_Exercise details:_ Continue the article below about the UN vote that removed cannabis from Schedule IV, picking up after its final paragraph.

_Supplied text:_
::::
UN’s approval of WHO recommendation will stimulate medical cannabis research opportunities


Bethan Rose Jenkins, Cannabis News Writer/Editorial

As we entered the month of December, the cannabis industry experienced a stroke of luck. Why? Because on December 2, the United Nations Commission on Narcotic Drugs (CND) voted to approve a World Health Organization (WHO) recommendation that officially eliminated the plant from Schedule IV of the 1961 Single Convention on Narcotic Drugs.

Otherwise known as “Recommendation 5.1”, the proposal is one of six that were voted on by 53 current member states of the CND; 27 voted in favor of the proposal, 25 voted in opposition of it and one abstained against voting. Its passing is anticipated to unlock new research opportunities into the plant’s therapeutic potential.

Back in November of last year, a House version of the bill to reschedule cannabis sponsored by House Judiciary Committee Chairman Jerry Nadler (D-NY) received a positive committee vote. A House floor vote was set to take place in September, but was delayed until after the election.
::::
_Extracted information:_
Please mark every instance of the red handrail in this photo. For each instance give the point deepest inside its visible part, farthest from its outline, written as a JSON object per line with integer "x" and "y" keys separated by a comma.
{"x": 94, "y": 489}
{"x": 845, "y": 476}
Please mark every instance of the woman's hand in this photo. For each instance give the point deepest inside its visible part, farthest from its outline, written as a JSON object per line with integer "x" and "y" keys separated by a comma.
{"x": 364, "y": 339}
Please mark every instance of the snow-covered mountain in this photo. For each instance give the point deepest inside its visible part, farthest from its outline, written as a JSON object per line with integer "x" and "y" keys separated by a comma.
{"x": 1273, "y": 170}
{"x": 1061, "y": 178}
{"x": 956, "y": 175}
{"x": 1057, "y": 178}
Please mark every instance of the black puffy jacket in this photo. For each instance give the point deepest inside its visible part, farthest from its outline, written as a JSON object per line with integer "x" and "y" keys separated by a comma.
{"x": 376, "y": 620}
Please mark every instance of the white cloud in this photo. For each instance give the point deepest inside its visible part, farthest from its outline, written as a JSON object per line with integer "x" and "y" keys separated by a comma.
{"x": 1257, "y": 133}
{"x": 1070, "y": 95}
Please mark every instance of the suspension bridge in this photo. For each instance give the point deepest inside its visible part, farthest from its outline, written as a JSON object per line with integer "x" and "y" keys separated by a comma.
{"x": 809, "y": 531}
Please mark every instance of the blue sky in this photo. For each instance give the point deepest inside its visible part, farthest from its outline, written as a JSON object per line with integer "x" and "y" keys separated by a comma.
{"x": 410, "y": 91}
::::
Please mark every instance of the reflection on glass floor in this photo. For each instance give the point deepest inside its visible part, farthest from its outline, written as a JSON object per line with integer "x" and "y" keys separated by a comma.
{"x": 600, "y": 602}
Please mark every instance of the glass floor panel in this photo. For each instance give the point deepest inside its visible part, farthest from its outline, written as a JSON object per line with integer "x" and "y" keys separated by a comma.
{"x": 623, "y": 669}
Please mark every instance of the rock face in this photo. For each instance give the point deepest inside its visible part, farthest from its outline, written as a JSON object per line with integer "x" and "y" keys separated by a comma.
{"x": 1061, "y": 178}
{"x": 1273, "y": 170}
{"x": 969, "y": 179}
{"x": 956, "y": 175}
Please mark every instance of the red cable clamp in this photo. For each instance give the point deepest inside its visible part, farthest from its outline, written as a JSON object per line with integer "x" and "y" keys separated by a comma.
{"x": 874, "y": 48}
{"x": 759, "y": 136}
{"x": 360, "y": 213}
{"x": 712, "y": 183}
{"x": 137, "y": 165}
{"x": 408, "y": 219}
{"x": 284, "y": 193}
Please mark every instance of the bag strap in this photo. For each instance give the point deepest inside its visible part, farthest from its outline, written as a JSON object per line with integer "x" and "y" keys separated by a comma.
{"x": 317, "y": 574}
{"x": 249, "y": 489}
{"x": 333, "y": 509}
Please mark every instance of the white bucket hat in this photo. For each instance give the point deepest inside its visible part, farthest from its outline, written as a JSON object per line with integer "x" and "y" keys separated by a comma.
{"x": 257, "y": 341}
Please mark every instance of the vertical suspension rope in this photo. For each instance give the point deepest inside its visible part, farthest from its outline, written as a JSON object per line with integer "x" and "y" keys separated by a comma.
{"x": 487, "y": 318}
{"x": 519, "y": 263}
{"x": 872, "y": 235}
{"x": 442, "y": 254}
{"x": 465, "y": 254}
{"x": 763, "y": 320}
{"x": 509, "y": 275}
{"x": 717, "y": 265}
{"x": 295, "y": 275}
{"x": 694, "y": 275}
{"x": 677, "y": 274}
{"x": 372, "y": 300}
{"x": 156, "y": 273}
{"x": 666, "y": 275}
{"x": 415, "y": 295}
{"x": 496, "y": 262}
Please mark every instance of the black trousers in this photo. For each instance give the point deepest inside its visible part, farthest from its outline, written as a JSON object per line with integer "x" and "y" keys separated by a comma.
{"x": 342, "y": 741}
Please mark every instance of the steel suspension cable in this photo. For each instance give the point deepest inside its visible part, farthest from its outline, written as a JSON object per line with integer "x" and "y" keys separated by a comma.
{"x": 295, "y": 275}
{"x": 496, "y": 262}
::::
_Response to the exercise:_
What cannabis-related proposals were rejected by the CND?

Initially, the WHO put forward six cannabis recommendations in January 2019. Let’s take a look at the fate of the other proposals:

  • Recommendation 5.2 (23 votes in favor, 28 votes against and two abstentions) This proposal would have moved THC (tetrahydrocannabinol) from the 1971 convention to the 1961 treaty.
  • Recommendations 5.3 and 5.6 (dismissed without a vote) Both recommendations were linked to Recommendation 5.2; they were rejected due to the unsuccessful vote for Recommendation 5.2
  • Recommendation 5.4 (24 votes in favor, 27 against and two abstentions) According to the WHO, this cannabis-related proposal was not intended “to decrease the level of control of any cannabis-related substance or narrow the scope of control.” The proposal sought to eliminate “extracts and tinctures of cannabis” from the 1961 treaty.
  • Recommendation 5.5 (six votes in favor, 43 against and four abstentions) Had this proposal passed, confusion surrounding the legality of CBD (cannabidiol) preparations that contain traces of THC could have been resolved.
  • Recommendation 5.6 (dismissed without a vote) This cannabis-related proposal centered around classifying specific THC pharmaceutical preparations in Schedule III of the 1961 treaty.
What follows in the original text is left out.